- **DIRECTIVE A**: According to the RAL Tier1 operations report, what fixed the spate of test failures for the CEs on the morning of Tuesday 26th June?
- **DIRECTIVE B**: Extend the RAL Tier1 operations report, picking up after its final sentence.
## Start SOURCE PASSAGE
RAL Tier1 Operations Report for 27th June 2012
Review of Issues during the fortnight 13th to 27th June 2012
|
- The update of the Oracle database behind the FTS and (non-LHC VO's) LFC on Wednesday 13th June ran into problems. The FTS service was restored during the afternoon but the FTS database had to be re-created which caused the queue of transfers to be lost. The LFC database was in the end successfully moved to an Oracle 11 database but it was not available again until the morning of Friday 15th June. This issue has been the subject of a post mortem - the report can be seen at https://www.gridpp.ac.uk/wiki/RAL_Tier1_Incident_20120613_Oracle11_Update_Failure
- On Friday (15th June) there was a hardware failure on one of the Castor headnodes for the GEN instance. The functionality was moved across to one of the other headnodes during the afternoon. A short outage was declared for the Castor GEN instance.
- There was a problem with the routing of packets from the OPN to RAL. These were routed over the production networks from 13-21st June. (Outbound packets were routed correctly over the OPN link). This was triggered by a change to complete the extension of the address range being used for our disk servers. This caused a problem with file transfers between RAL and FZK only. (This particular problem was worked around (by FZK) on 18th.)
- There were problems with CMS SUM tests and CMS FTS transfers over the weekend of 23/24 June. These were caused by two problems - one resolved by restarting the SRMs, the other by changing a poor execution plan in the database.
- There was a spate of SUM test failures for the CEs In the morning of Tuesday 26th June. These were caused by the recurrence of a problem seen between teh CEs and the batch server. These were fixed by restarting torque/maui on the batch server.
Resolved Disk Server Issues
|
Current operational status and issues
|
- On Tuesday 12th June the first stage of switching ready for the work on the main site power supply took place. This initial switching should be completed today (13th June). The work on the two transformers is expected to take until 18th December.
- There is still a problem with the reporting of disk capacity to be followed up.
## End SOURCE PASSAGE
## Start LISTING
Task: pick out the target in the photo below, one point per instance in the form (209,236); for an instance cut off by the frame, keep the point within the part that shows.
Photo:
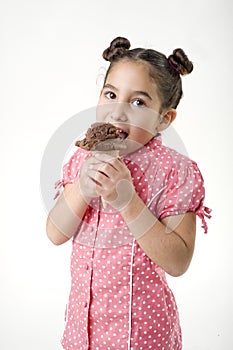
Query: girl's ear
(166,119)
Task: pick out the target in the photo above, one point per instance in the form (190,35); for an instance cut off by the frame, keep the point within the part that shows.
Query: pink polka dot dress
(119,298)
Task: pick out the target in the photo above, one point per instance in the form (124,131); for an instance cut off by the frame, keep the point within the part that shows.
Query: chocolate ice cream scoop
## End LISTING
- **FINAL RESULT A**: Restarting torque/maui on the batch server.

- **FINAL RESULT B**:
Ongoing Disk Server Issues
|
- GDSS607 (LHCbDst - D1T0) has been drained and, following further problems is still undergoing re-acceptance testing following earlier failures. Comment from Kash: Machine appears to be finally working well (after firmware update + replacement hardware), has passed 6 days of acceptance testing and will be handed back tomorrow.
Notable Changes made this last week
|
- Castor 2.1.11-9 update completed (Wed 13th June).
- The Database behind the FTS and non-LHC VO's LFC ("Somnus") has been updated to Oracle 11. (13-15 June)
- The RAL site access router was replaced as part of a significant upgrade on Tues 19th June.
- Castor Oracle 11 update. (Wed 27th June).
- Move the FTS database back to the 'Somnus' RAC (Wed 27th June).
- Drain and re-install of WMS02 for EMI installation WMSv3.3.5 (Thu 21 - Wed 27 June).
Advanced warning for other interventions
|
The following items are being discussed and are still to be formally scheduled and announced.
|
- The FTS Agents are being progressively moved to virtual machines.
Listing by category:
- Databases:
- Switch LFC/FTS/3D to new Database Infrastructure.
- Castor:
- Upgrade to version 2.1.12.
- Networking:
- Install new Routing layer for Tier1 and update the way the Tier1 connects to the RAL network. (Plan to co-locate with replacement of UKlight network).
- Update Spine layer for Tier1 network.
- Replacement of UKLight Router.
- Addition of caching DNSs into the Tier1 network.
- Grid Services:
- Updates of Grid Services as appropriate. (Services now on EMI/UMD versions unless there is a specific reason not.)
- Infrastructure:
- The electricity supply company plan to work on the main site power supply for 6 months commencing 18th June. This involves powering off one half of the resilient supply for 3 months while being overhauled, then repeat with the other half.
Entries in GOC DB starting between 13th and 27th June 2012
|
There were four unscheduled outages during the last week: Two were extensions to the outage of the (non-LHC-VO's) LFC during the Oracle 11 upgrade, one was the failure of a Castor (GEN) headnode and the fourth an extension to the downtime for the major site networking upgrade.
Service
|
Scheduled?
|
Outage/At Risk
|
Start
|
End
|
Duration
|
Reason
|
All Castor (All SRM endpoints) and CEs.
|
SCHEDULED
|
OUTAGE
|
27/06/2012 08:45
|
27/06/2012 14:30
|
5 hours and 45 minutes
|
Storage (Castor) and Batch (CEs) unavailable. Oracle database behind Castor being moved to Oracle 11.
|
lcgfts.gridpp.rl.ac.uk,
|
SCHEDULED
|
OUTAGE
|
27/06/2012 07:45
|
27/06/2012 11:00
|
3 hours and 15 minutes
|
Service drained then unavailable while back end (Oracle) database moved back to correct Oracle RAC.
|
lcgwms02.gridpp.rl.ac.uk,
|
SCHEDULED
|
OUTAGE
|
21/06/2012 12:00
|
27/06/2012 13:00
|
6 days, 1 hour
|
EMI installation WMSv3.3.5
|
Whole Site
|
UNSCHEDULED
|
OUTAGE
|
19/06/2012 11:00
|
19/06/2012 13:00
|
2 hours
|
Intervention on site network connection continuing.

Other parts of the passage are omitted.